> **SUPPLIED TEXT**
━━━━━━━━━━━━━━━━

A Promise Given Freely....

Few of us live our lives for the moment or grab every opportunity with both hands and dance with it until our feet fall off. When we meet someone who has lived like that, without holding back, strutting every inch of their zest for life and pouring forth their talents without fear, they shine.

My partner's Mum, Maureen "Mo" McKenzie, was one of these people. Modest but not frightened of raising her voice to let the world know she was happy or to sing at a family party recalling her days in Dublin when she was a nightclub singer; spirited in how she looked after her late husband, cared for her son, created a loving, supportive home and gave all around her the desire to enjoy life as it is rather than how we would wish it and with that wish in our mouths become bitter with the gap between the two.

In the early hours of Monday morning I was privileged to be sitting at her bedside with my partner and our friend Nina when this magnificent woman passed peacefully away. She simply closed her eyes and went to sleep, without distress and without pain.

In the moments before, we told her about how much we loved her, how she was safe, Craig was safe and loved and that she could sleep.

━━━━━━━━━━━━━━━━

> **DATASET RECORDS**
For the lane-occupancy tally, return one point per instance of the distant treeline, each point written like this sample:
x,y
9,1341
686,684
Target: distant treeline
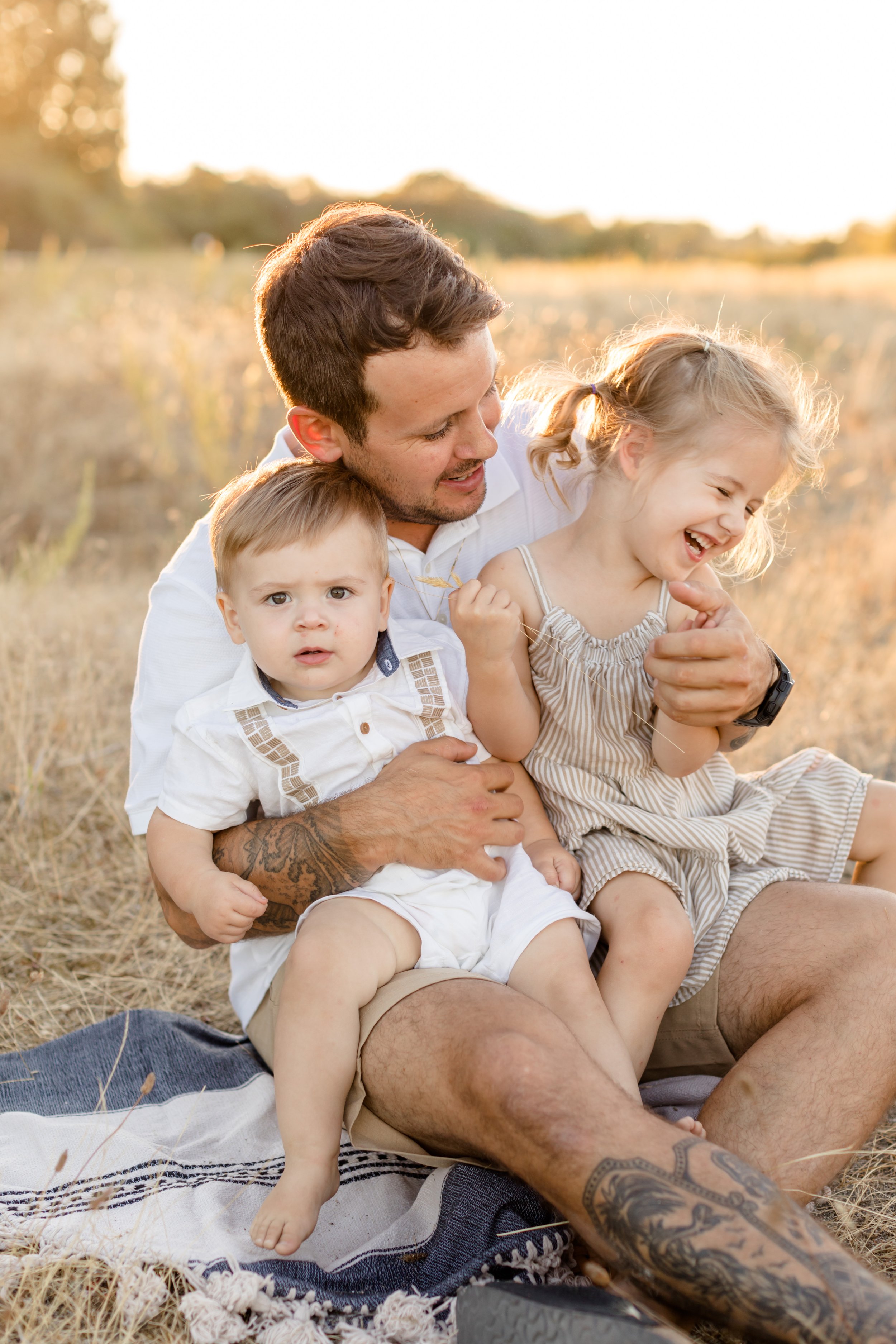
x,y
41,195
61,140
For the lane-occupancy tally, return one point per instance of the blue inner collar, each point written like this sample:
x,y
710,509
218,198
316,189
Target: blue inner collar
x,y
387,662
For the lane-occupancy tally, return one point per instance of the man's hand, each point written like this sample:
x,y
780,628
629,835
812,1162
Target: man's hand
x,y
426,810
555,865
712,675
430,811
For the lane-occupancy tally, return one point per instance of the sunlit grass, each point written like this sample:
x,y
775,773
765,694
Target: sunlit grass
x,y
147,366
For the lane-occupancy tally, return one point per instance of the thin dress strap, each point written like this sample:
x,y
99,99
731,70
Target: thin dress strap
x,y
537,580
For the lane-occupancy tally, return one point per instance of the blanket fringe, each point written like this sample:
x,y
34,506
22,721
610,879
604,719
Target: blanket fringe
x,y
228,1308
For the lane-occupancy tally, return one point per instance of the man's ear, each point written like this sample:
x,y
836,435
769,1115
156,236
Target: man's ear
x,y
232,620
319,436
633,449
386,599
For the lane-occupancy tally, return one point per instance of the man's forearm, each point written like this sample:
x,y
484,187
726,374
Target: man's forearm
x,y
293,861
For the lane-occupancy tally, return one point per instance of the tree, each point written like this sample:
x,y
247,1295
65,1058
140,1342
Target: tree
x,y
58,84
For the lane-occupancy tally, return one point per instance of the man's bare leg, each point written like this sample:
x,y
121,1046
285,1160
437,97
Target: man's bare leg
x,y
808,1005
473,1069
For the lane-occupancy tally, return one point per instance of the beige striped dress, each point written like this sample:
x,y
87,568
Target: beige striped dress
x,y
715,838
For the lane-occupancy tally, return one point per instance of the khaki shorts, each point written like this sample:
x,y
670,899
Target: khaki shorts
x,y
688,1042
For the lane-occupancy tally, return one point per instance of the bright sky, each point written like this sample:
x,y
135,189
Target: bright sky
x,y
738,112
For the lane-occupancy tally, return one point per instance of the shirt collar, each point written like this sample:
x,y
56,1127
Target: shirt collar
x,y
500,484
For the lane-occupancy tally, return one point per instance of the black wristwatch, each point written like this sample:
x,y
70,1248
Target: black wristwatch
x,y
773,701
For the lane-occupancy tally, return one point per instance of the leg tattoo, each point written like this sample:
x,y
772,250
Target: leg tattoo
x,y
737,1249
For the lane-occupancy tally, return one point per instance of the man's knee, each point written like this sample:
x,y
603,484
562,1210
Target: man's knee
x,y
800,943
510,1069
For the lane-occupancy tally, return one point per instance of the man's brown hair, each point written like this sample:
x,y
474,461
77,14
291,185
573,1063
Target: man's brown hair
x,y
359,281
296,500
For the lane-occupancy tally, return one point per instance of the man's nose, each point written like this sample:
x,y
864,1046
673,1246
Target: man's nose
x,y
479,440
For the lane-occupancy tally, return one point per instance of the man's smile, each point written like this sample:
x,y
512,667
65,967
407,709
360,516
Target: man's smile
x,y
468,483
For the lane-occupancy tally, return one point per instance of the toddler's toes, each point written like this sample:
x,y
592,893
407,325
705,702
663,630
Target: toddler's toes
x,y
691,1127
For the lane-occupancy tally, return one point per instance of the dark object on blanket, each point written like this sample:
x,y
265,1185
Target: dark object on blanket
x,y
528,1314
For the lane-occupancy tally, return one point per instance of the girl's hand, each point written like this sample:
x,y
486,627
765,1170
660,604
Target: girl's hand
x,y
555,865
487,620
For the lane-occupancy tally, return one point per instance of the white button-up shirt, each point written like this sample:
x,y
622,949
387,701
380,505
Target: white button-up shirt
x,y
186,650
242,741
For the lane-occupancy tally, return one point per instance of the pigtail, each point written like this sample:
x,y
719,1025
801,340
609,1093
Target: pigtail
x,y
589,409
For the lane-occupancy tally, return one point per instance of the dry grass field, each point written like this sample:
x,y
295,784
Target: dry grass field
x,y
131,386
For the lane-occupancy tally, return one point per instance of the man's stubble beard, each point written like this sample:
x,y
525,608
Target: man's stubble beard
x,y
400,509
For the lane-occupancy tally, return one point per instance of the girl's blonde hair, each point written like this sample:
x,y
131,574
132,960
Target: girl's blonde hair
x,y
672,380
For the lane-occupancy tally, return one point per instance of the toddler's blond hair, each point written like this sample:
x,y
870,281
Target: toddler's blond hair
x,y
295,500
673,378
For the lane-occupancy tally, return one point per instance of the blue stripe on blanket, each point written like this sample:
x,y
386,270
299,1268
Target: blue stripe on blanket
x,y
181,1178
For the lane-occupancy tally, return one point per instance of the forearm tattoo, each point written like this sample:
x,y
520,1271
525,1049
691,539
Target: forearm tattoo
x,y
292,861
739,1252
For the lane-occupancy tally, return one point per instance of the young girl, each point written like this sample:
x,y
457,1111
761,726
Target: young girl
x,y
692,439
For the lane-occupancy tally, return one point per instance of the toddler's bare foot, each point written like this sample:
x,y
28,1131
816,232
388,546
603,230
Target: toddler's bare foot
x,y
289,1214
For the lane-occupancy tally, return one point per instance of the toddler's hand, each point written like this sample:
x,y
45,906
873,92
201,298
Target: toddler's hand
x,y
487,620
226,906
555,865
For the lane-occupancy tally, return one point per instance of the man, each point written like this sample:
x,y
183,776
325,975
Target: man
x,y
378,338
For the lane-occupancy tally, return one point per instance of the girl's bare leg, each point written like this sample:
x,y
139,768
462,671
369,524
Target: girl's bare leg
x,y
555,972
343,953
875,842
650,948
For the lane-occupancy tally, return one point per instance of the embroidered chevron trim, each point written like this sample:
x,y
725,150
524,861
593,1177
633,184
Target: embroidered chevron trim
x,y
131,1185
426,679
260,736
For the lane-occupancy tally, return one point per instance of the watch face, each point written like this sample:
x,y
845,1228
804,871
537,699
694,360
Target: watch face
x,y
774,699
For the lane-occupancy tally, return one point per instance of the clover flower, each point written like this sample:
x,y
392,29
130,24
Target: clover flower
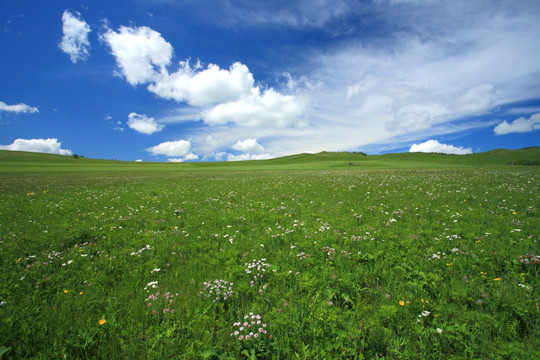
x,y
252,327
258,268
163,302
218,289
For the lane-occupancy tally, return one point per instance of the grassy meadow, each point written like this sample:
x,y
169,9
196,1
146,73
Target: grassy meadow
x,y
327,256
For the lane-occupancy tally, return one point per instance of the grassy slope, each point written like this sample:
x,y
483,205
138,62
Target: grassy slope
x,y
16,163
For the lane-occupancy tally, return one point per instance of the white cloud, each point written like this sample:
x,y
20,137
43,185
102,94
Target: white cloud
x,y
19,108
143,124
51,146
178,148
269,109
75,39
242,157
225,95
204,87
138,51
433,146
520,125
189,156
248,146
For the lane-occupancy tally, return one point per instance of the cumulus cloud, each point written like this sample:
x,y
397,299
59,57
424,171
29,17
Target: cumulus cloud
x,y
248,145
520,125
138,52
242,157
19,108
143,124
178,148
269,109
226,95
204,87
51,146
75,39
433,146
189,156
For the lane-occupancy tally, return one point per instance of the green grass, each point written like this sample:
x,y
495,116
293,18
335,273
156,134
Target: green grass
x,y
363,263
15,163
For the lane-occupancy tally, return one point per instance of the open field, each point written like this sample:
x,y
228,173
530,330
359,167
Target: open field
x,y
409,257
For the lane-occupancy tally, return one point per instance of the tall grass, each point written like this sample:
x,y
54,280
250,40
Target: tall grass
x,y
400,264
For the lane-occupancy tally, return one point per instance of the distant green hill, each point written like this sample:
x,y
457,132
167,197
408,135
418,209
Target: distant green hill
x,y
13,163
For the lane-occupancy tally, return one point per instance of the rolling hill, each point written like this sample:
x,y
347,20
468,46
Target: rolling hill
x,y
17,163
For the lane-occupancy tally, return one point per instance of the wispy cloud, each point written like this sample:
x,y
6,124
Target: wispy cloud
x,y
143,124
520,125
51,146
18,108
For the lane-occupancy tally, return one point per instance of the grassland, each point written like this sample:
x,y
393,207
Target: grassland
x,y
412,256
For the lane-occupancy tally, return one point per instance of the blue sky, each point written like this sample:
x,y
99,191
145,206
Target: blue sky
x,y
196,80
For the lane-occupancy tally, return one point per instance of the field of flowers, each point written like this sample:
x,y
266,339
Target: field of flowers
x,y
358,264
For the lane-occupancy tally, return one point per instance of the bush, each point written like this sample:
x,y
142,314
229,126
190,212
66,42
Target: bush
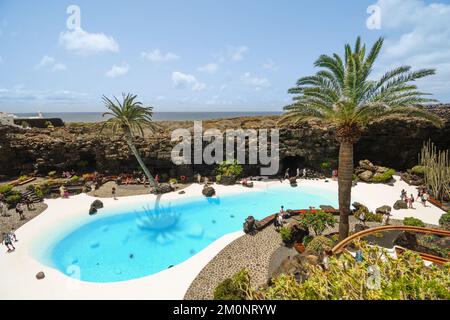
x,y
233,288
404,277
5,189
444,221
286,235
319,244
419,170
383,177
228,168
411,221
317,221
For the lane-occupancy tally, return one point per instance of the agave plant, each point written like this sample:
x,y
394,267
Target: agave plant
x,y
130,117
343,94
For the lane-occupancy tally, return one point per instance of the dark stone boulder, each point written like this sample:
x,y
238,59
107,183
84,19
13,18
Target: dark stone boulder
x,y
249,225
208,191
384,209
400,204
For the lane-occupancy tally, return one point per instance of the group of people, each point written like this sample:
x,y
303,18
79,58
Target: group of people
x,y
422,195
8,239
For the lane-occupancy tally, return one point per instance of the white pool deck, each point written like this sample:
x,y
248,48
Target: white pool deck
x,y
19,268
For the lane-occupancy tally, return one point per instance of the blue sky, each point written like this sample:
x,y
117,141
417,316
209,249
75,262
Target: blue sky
x,y
199,55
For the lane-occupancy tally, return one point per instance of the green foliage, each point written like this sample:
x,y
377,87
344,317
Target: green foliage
x,y
317,221
286,235
383,177
411,221
233,288
5,189
319,244
13,199
229,168
444,221
419,170
307,239
403,278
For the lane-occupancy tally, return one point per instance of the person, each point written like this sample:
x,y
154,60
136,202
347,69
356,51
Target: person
x,y
7,242
19,210
403,195
362,217
12,235
286,174
424,199
410,202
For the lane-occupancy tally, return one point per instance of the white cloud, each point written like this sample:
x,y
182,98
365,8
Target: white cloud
x,y
117,71
424,40
50,63
157,56
251,80
237,53
85,43
270,65
209,68
181,80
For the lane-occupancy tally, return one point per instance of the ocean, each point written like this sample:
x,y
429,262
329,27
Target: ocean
x,y
157,116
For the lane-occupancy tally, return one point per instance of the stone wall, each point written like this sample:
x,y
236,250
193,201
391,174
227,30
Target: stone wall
x,y
391,142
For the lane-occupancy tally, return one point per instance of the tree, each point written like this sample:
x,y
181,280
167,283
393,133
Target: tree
x,y
130,117
342,94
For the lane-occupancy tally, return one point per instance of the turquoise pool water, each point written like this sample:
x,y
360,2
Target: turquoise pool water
x,y
144,240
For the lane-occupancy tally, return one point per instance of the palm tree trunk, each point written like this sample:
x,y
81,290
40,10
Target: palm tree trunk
x,y
345,178
129,140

━━━━━━━━━━━━━━━━

> **ACTIONS TO TAKE**
1. Summarize the tribute to Maureen McKenzie in two sentences.
2. Retype the tribute to Maureen McKenzie from "Few of us live" up to and including "fear, they shine.".
The listing can be set aside; none of what comes next relies on it.

> **EXPECTED RESULTS**
1. The writer describes their partner's mother, Maureen "Mo" McKenzie, as someone who lived without holding back, had been a nightclub singer in Dublin, and looked after her late husband, cared for her son and created a loving, supportive home. She passed away peacefully in the early hours of Monday morning, without distress or pain, with the writer, the writer's partner and their friend Nina at her bedside.

2.
Few of us live our lives for the moment or grab every opportunity with both hands and dance with it until our feet fall off. When we meet someone who has lived like that, without holding back, strutting every inch of their zest for life and pouring forth their talents without fear, they shine.